TEXT BLOCK >>

Practical applications

The problem of predicting permeability has been reviewed by compiling data and predictive algorithms from the literature. Which approach should be used to estimate permeability from core and well log data? As a practical matter, it depends on what data are available from a given well or field:

1. In cases in which no core data are available, one can proceed by analogy using data developed in formations with geological properties similar to the one under study. Figs. 5-8 in Rock type influence on permeability are examples of the types of analog data that one might use.

2. When porosity and grain size estimates are available, refer to Fig. 2 in Estimating permeability based on grain size. This chart appears to give good estimates for many consolidated rocks. Exceptions will exist, such as rocks containing illite in pore space and low-permeability formations such as those shown in Fig. 8 in Rock type influence on permeability.

3. In situations in which porosity and water saturation can be estimated, permeability can be estimated from Timur’s[8] relationship (see Estimating permeability based on surface area and water saturation). In clay-bearing rocks, the dual-water relationship for permeability is an interesting enhancement, but the user is required to provide estimates of both interstitial and bound water.

(Records)
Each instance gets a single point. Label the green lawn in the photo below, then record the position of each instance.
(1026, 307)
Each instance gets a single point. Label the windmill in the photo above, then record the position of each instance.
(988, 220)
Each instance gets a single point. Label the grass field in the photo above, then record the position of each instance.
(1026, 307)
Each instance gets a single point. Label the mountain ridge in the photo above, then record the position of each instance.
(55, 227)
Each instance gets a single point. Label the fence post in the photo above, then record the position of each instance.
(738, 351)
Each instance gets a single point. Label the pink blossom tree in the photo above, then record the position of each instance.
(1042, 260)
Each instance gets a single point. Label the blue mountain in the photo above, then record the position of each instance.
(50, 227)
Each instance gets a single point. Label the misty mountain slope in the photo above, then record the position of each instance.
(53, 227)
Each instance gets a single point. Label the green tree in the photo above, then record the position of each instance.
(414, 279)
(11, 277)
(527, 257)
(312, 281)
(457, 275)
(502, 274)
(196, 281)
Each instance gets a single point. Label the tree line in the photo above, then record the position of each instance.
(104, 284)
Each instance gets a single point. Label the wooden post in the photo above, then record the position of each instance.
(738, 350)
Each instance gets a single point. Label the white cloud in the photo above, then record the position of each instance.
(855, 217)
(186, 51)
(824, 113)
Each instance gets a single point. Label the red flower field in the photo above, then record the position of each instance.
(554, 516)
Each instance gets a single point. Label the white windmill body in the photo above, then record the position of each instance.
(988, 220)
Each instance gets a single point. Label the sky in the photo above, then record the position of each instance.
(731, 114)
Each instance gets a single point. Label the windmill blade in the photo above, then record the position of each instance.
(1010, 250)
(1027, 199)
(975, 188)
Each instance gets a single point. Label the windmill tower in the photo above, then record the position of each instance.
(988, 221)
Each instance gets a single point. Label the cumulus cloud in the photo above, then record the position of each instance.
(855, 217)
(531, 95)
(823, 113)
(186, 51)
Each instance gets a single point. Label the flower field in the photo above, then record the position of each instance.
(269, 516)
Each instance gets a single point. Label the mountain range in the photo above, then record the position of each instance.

GIVEN REQUEST A >>
Please translate this sentence from the permeability text into Spanish: "This chart appears to give good estimates for many consolidated rocks."
GIVEN REQUEST B >>
Count the lines of the records that contain the word "white" and reply with only the number.

FULL SOLUTION A >>
Este gráfico parece dar buenas estimaciones para muchas rocas consolidadas.

FULL SOLUTION B >>
2